• Directive: Copy every one of the rows below word for word, leaving the pictures out of your answer.

(Position identification rows)
########################################
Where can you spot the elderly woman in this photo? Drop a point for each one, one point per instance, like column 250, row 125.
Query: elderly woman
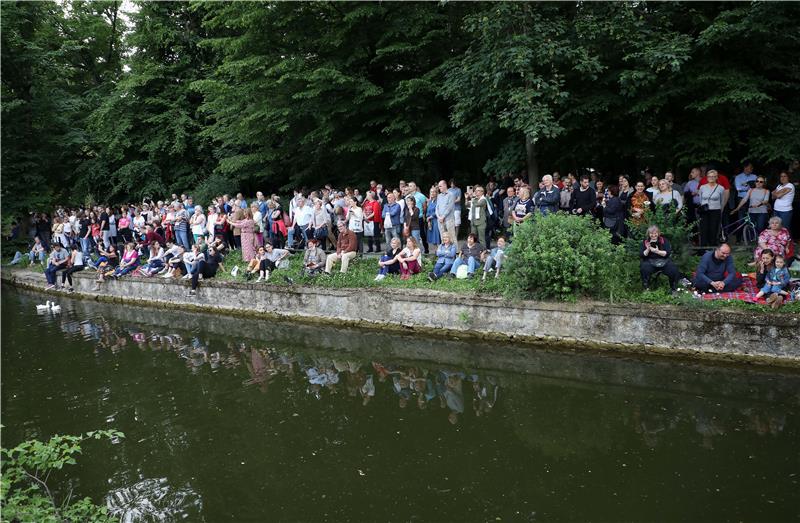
column 667, row 196
column 775, row 238
column 654, row 254
column 246, row 227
########################################
• Solution for this exercise:
Where can you spot the elderly woman in this photo? Drop a point for each one, one point per instance, like column 250, row 125.
Query: elderly woman
column 667, row 196
column 775, row 238
column 654, row 254
column 246, row 227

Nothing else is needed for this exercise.